Images in the data are to be skipped, while every line is restated exactly as written.

- [RECORDED INFORMATION]:
((
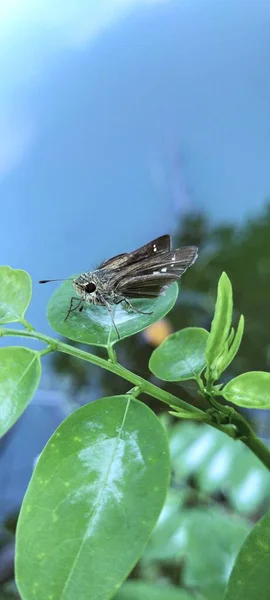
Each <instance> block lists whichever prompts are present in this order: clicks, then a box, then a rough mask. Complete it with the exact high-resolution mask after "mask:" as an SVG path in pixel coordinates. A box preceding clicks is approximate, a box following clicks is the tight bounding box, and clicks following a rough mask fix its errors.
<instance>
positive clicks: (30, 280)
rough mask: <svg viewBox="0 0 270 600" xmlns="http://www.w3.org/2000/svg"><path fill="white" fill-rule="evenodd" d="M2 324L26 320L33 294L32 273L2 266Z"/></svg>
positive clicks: (1, 305) (0, 273)
mask: <svg viewBox="0 0 270 600" xmlns="http://www.w3.org/2000/svg"><path fill="white" fill-rule="evenodd" d="M0 279H1V286H0V324H5V323H18V322H22V321H24V315H25V312H26V310H27V307H28V305H29V302H30V300H31V296H32V281H31V277H30V275H28V273H27V272H26V271H22V270H21V269H12V268H11V267H0Z"/></svg>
))
- [EXERCISE SOLUTION]:
Each <instance> block lists whichever prompts are present in this order: clicks, then a box, then a rough mask. Complete it with the exact high-resolution mask after "mask:" as an SVG path in pixel coordinates. A box preceding clicks is approximate, a box following clicks is the tight bounding box, and clicks following a rough mask fix its errors.
<instance>
positive clicks: (30, 280)
rough mask: <svg viewBox="0 0 270 600" xmlns="http://www.w3.org/2000/svg"><path fill="white" fill-rule="evenodd" d="M2 324L26 320L33 294L32 273L2 266Z"/></svg>
positive clicks: (1, 305) (0, 273)
mask: <svg viewBox="0 0 270 600" xmlns="http://www.w3.org/2000/svg"><path fill="white" fill-rule="evenodd" d="M0 279H1V286H0V324H5V323H18V322H22V321H24V315H25V312H26V310H27V307H28V305H29V302H30V300H31V296H32V281H31V277H30V275H28V273H27V272H26V271H22V270H21V269H12V268H11V267H0Z"/></svg>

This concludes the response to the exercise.